Documento de origem:
De repente ligo a televisão
na TV Globo e está passando o programa Profissão Repórter, mostrando a seca do
Nordeste e a enchente da região Amazônica. Situações ímpares e muito
complicadas para as pessoas que habitam e trabalham naquelas regiões.
O fato que chamou a minha
atenção foi a explicação de um senhor entrevistado, se não estou enganado, no
município Boca do Acre. O repórter chegou à casa do entrevistado – uma casa de
madeira, tipo palafita, cuja elevação, provavelmente, previa a ocasional
incidência de enchentes. Os terrenos todos estavam sob a água, os animais
domésticos de pequeno porte, foram recolhidos aos cômodos da casa, os
proprietários fugiram da enchente e voltavam ali para alimentar os animais. Ao
abrir a porta o repórter depara com um mapa do Brasil na parede da casa e,
admirando-se diz: olha aqui um mapa – e pergunta ao morador dali:
- você pode identificar no
mapa onde nós estamos agora?
Ele responde, um tanto
acanhado, constrangido, além de triste pelas perdas decorrentes da enchente:
- Não, eu não sei ler, eu
não tive a liberdade de estudar.
Talvez aquele senhor nem
tenha a consciência da profundidade da frase com a qual exprimira o sentimento
de ter sido em toda a sua vida tolhido do direito de educar-se, estudar e ter
uma compreensão do mundo mais acurada, poder ler a vida, saber a sua posição no
espaço geográfico e social. Mas, foi incisivo, objetivo na sua afirmação: - não
tive a liberdade de estudar...
Não sei se ao se expressar
o entrevistado tinha de fato a intenção de ser tão profundo e abrangente. Se
ele falava isso baseado nos fatos e fatores causadores das faltas que o atinge
em cheio: educação, saúde, segurança, são serviços dos quais carece, mas pouco,
ou quase não tem acesso. Mas quem o priva da liberdade de estudar, ou priva os
seus filhos e demais familiares de outros serviços públicos imprescindíveis e,
assim da liberdade do exercício plena da cidadania? A mão da corrupção, a má
distribuição de renda, políticas públicas exclusivistas que mesmo quando feitas
em nome das camadas mais populares, perdem-se pelos ralos da desonestidade de
políticos rapaces.

Dados armazenados:

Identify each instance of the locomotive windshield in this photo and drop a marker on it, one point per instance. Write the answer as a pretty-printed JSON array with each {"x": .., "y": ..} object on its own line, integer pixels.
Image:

---

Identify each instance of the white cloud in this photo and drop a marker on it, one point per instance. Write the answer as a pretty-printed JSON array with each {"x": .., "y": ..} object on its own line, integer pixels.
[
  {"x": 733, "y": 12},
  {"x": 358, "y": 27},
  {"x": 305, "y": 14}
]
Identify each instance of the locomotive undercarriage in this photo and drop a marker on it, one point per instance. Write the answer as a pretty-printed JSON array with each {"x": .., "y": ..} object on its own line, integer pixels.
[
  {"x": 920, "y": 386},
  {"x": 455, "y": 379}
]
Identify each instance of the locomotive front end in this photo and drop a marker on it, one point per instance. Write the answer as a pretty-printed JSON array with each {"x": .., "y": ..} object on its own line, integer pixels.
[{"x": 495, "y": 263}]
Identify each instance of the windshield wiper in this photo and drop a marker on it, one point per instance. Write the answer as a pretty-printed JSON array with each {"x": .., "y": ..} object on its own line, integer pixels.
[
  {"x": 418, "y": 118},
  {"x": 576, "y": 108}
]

* * *

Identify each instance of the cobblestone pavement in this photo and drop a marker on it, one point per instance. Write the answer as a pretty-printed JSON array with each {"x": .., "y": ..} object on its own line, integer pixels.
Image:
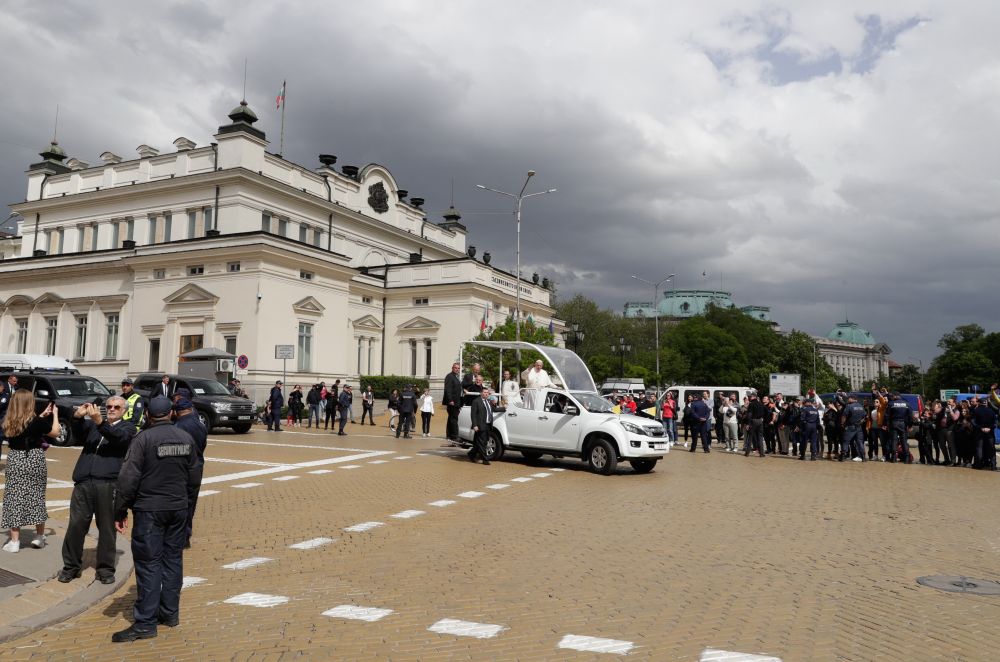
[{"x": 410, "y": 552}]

A fazer: Transcreva do texto sobre a enchente em Boca do Acre tudo o que vai desde "Talvez aquele senhor" até "liberdade de estudar...".

Resposta da tarefa:
Talvez aquele senhor nem
tenha a consciência da profundidade da frase com a qual exprimira o sentimento
de ter sido em toda a sua vida tolhido do direito de educar-se, estudar e ter
uma compreensão do mundo mais acurada, poder ler a vida, saber a sua posição no
espaço geográfico e social. Mas, foi incisivo, objetivo na sua afirmação: - não
tive a liberdade de estudar...